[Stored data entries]
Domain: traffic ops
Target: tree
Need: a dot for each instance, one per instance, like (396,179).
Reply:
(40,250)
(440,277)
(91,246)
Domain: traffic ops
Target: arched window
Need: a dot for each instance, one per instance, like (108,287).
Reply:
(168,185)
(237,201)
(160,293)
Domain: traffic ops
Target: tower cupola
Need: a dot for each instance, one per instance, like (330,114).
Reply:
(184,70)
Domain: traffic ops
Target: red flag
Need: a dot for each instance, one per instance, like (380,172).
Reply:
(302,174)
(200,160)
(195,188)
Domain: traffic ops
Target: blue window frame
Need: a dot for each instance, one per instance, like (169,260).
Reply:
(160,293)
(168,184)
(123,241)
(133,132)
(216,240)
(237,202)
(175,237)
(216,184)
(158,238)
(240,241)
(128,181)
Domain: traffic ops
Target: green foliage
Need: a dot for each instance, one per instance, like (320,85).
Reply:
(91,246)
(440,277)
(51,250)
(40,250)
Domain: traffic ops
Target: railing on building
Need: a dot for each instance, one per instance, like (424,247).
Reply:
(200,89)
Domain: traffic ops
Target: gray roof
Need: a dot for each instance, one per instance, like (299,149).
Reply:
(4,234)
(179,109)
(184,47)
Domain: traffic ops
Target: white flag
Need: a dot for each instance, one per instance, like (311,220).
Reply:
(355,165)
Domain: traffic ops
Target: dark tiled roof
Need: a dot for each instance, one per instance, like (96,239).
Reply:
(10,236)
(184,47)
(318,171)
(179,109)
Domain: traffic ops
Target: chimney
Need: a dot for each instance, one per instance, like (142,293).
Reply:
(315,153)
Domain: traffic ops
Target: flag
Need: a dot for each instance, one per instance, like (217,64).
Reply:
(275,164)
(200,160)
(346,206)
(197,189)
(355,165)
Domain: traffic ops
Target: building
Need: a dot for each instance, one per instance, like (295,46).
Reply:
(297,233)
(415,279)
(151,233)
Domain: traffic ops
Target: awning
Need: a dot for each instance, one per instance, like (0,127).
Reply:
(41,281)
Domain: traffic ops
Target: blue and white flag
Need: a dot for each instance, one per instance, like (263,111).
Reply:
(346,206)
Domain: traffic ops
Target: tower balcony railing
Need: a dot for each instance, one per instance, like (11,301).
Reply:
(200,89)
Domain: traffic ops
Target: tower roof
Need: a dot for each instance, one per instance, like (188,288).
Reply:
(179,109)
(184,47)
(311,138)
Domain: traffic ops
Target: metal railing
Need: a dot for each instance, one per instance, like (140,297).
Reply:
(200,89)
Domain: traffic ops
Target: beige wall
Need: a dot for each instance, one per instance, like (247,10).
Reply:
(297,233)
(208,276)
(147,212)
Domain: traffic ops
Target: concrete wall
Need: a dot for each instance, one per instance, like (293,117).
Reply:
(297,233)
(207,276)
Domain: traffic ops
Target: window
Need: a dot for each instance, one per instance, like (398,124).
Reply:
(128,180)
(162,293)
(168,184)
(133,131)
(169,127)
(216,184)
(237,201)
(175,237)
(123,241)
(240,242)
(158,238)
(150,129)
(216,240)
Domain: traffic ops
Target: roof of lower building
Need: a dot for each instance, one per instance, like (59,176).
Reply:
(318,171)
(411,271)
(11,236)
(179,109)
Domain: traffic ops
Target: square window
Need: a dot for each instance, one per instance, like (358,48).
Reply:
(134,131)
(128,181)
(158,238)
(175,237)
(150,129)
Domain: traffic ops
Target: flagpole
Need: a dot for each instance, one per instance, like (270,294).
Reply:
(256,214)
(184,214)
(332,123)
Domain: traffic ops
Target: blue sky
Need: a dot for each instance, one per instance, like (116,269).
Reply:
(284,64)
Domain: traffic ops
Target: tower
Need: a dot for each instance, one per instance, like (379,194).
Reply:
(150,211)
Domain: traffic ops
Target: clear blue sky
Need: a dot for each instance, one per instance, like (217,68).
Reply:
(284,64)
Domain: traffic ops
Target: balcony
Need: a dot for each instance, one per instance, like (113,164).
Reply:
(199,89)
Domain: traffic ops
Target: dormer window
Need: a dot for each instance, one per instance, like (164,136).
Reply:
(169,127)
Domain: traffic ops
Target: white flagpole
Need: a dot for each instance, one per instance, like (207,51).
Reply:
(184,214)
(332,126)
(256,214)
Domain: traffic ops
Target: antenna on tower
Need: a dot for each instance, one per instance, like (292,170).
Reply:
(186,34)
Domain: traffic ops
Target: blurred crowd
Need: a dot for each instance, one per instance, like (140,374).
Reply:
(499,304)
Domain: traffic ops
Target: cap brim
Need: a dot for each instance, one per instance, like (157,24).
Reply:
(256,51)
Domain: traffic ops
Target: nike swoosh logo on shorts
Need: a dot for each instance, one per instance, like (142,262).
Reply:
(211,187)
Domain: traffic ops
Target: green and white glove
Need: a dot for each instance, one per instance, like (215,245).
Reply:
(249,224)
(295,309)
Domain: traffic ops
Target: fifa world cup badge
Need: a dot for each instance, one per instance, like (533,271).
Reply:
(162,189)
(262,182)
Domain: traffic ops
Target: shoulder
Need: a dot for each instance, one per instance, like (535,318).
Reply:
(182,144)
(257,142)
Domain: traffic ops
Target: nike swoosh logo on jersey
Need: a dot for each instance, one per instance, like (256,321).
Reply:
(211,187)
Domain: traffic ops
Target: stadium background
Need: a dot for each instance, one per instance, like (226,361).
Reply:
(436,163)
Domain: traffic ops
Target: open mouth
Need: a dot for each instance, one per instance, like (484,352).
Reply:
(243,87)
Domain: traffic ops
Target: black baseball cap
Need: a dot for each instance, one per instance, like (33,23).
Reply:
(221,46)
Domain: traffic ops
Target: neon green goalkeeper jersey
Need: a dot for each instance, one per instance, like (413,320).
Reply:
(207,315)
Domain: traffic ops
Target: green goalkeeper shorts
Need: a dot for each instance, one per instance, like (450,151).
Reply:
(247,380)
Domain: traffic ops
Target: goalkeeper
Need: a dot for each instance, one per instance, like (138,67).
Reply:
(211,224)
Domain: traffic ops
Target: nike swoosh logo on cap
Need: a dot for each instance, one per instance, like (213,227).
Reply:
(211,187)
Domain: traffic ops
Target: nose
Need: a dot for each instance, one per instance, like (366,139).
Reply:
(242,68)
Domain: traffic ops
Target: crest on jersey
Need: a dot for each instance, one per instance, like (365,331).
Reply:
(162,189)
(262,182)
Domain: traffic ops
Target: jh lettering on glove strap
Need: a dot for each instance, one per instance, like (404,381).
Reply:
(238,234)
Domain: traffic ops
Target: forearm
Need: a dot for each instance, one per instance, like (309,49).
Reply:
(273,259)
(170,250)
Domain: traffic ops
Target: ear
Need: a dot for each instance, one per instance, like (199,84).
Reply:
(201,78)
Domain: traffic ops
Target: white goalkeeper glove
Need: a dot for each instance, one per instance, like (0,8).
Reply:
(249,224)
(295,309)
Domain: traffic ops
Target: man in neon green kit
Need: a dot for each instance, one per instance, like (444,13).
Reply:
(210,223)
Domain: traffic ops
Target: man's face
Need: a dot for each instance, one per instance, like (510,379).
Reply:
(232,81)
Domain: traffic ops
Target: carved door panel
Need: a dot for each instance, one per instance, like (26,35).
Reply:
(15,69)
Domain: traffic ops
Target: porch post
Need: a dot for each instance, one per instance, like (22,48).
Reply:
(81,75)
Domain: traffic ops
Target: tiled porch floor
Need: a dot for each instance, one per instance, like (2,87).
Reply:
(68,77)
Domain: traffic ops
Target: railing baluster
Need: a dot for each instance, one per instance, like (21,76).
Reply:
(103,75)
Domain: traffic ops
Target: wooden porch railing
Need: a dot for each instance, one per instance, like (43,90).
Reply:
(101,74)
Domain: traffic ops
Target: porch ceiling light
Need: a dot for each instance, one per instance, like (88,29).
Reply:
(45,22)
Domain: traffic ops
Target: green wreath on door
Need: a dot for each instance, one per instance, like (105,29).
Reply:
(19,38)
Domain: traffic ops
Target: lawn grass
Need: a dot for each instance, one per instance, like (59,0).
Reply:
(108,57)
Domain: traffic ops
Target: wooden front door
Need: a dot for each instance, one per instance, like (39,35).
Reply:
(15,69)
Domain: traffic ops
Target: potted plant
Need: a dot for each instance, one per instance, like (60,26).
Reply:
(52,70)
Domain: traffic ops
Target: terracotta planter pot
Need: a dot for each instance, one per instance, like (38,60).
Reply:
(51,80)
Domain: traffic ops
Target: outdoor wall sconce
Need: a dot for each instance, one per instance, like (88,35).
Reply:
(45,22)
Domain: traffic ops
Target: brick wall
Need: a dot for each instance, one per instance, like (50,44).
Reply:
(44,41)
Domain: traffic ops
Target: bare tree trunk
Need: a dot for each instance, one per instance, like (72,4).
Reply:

▶ **DIRECTIONS**: Would you retype exactly the lines above, from the line with "Target: cap brim" to the line with "Target: jh lettering on glove strap", with both end lines kept and nothing more?

▶ **TASK RESULT**:
Target: cap brim
Need: a dot for each instance, one per instance, like (157,24).
Reply:
(256,51)
Domain: traffic ops
Target: nike swoosh logo on shorts
Need: a dot for each instance, one per instance, like (142,262).
Reply:
(211,187)
Domain: traffic ops
Target: green and white glove
Need: a dot for each instance, one per instance, like (215,245).
Reply:
(249,224)
(295,309)
Domain: traffic ops
Target: fifa world cup badge
Need: a dot for each instance, one per instance, like (533,271).
Reply:
(162,189)
(262,182)
Domain: traffic ops
Target: shoulder
Need: a dot for each instance, one per instance, like (535,318).
Reply:
(182,144)
(257,142)
Domain: traffic ops
Target: nike swoosh logo on jersey
Need: a dot for each instance, one per instance, like (256,321).
Reply:
(211,187)
Domain: traffic ops
Target: stadium background
Need: a dot for each instance, one per instance, like (226,361).
Reply:
(436,163)
Domain: traffic ops
Target: open mouth
Need: a dot for each instance, one per instance, like (484,352).
Reply:
(243,87)
Domain: traffic ops
Target: black baseball cap
Need: a dot for each instance, one per instance, like (33,23).
Reply:
(221,46)
Domain: traffic ops
Target: neon green goalkeeper jersey
Need: a dot for each instance, one per instance, like (413,320).
Reply:
(207,315)
Domain: traffic ops
Target: green goalkeeper shorts
Need: a dot for each instance, one per instance, like (450,151).
Reply:
(247,380)
Domain: traffic ops
Target: goalkeeper
Need: a dot for each instance, one per instance, like (138,67).
Reply:
(211,224)
Domain: traffic ops
Target: nike swoosh logo on cap
Need: a dot for each instance, one per instance, like (213,227).
Reply:
(211,187)
Domain: traffic ops
Target: nose
Need: a dot for each instance, one per instance, like (366,139).
Reply:
(242,68)
Domain: traffic ops
Target: crest on jersey
Need: a dot for each instance, one per instance, like (365,331).
Reply:
(162,189)
(262,182)
Domain: traffic ops
Target: jh lettering on glove strap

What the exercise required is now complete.